Work required ▸ Copy all of the material below again, swapping each "single marker" for "single dot" and leaving everything else unchanged.

Data for this task ▸

======

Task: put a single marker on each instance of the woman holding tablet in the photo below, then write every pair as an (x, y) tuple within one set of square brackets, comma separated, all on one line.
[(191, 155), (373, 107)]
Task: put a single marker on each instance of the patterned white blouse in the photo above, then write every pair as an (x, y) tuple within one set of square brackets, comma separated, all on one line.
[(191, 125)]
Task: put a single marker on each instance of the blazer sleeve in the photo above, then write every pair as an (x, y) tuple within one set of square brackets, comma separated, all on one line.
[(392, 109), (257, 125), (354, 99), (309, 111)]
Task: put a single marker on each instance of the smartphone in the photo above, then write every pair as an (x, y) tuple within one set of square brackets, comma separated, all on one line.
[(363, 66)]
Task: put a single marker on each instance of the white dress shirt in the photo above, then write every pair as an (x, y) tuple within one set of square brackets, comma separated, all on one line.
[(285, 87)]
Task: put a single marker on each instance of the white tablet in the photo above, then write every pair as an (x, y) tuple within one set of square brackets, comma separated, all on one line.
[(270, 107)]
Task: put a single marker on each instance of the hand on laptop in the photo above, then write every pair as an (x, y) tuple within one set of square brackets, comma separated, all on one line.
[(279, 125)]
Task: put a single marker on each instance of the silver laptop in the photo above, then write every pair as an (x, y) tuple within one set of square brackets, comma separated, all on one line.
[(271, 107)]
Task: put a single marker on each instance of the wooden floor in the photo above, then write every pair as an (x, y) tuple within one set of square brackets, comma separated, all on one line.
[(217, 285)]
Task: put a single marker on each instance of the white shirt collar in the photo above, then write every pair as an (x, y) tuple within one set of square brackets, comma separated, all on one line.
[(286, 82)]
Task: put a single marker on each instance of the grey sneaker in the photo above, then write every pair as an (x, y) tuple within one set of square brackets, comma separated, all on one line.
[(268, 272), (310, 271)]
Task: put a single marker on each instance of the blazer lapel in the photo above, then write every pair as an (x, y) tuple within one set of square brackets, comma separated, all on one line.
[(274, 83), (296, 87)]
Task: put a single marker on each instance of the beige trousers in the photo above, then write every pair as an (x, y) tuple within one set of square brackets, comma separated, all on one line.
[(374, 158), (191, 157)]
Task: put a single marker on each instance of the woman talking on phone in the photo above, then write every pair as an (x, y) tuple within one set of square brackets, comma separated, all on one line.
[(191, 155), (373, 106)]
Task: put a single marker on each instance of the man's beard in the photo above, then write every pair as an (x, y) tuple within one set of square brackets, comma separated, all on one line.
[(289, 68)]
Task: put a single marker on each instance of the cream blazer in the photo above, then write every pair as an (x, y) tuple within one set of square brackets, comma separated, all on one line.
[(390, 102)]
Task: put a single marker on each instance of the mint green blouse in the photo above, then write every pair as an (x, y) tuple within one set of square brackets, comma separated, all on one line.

======

Task output ▸
Task: put a single dot on each instance of the woman holding tablet in the photo below, then write every pair as an (x, y) tuple within one set of square brackets, comma separated, all on one line.
[(191, 155), (373, 107)]
Task: put a single dot on each instance of the patterned white blouse in the photo above, then write every pair as an (x, y) tuple within one set of square brackets, comma separated, all on one line.
[(191, 125)]
Task: put a single dot on each instance of the blazer sleeve in the photo above, then write every pair as an (x, y) tuple within one set of square brackets, comma separated, all on one line.
[(392, 109), (257, 125), (354, 99), (309, 111)]
Task: put a single dot on each instance of the smartphone in the photo above, then write every pair as an (x, y) tuple within one set of square brackets, comma separated, all on one line.
[(363, 66)]
Task: put a single dot on each instance of the white dress shirt in the photo above, then write every pair as an (x, y) tuple within one set of square brackets, comma separated, all on one line.
[(285, 87)]
Task: put a single dot on each instance of the white tablet in the photo above, then write every pair as an (x, y) tuple within one set of square brackets, comma separated, all on one line.
[(270, 107)]
Task: put a single dot on each instance of the hand on laptop in the photo above, then write every pair as an (x, y) tuple within one set of square brackets, comma separated, all on one line.
[(279, 125)]
Task: put a single dot on each instance of the silver laptop in the photo above, then write every pair as an (x, y) tuple within one set of square brackets, comma separated, all on one line.
[(271, 107)]
Task: put a single dot on each instance of the wooden floor in the photo above, then write every pair as an (x, y) tuple within one set of square brackets, comma separated, all on one line.
[(217, 285)]
Task: put a single dot on each instance of the white shirt collar in the photo above, then write every pair as an (x, y) tuple within one set of square brackets, comma separated, all on one line.
[(286, 82)]
Task: put a single dot on each instance of the grey sneaker in the photo above, then write every pair as an (x, y) tuple within one set of square brackets, comma separated, all on one line.
[(268, 272), (310, 271)]
Task: put a single dot on each instance of the blazer lapel in the photo above, then write every pair as an (x, y) tuple within one set of square brackets, comma separated, all on one line.
[(274, 83), (296, 87)]
Task: put a single dot on each instance of the beige trousers in the photo above, then write every pair as an (x, y) tuple within one set of square brackets, comma separated, all on one line.
[(374, 158), (191, 157)]
Task: put a single dot on each instance of the woman talking on phone in the photo above, then write every pair as an (x, y) tuple within one set of square brackets, comma separated, all on one line.
[(191, 155), (373, 106)]
Task: put a single dot on each instance of the man's beard in the photo above, then write every pair as an (x, y) tuple within one set of square brackets, comma separated, all on one line.
[(289, 68)]
Task: put a single dot on each instance of the cream blazer in the photo above, then write every pair as an (x, y) tuple within one set of square brackets, comma separated, all on one line.
[(390, 102)]
Task: put a single dot on each instance of the mint green blouse in the photo above, then write every pair as an (x, y) tuple within one set of square brackets, comma separated, all on one line.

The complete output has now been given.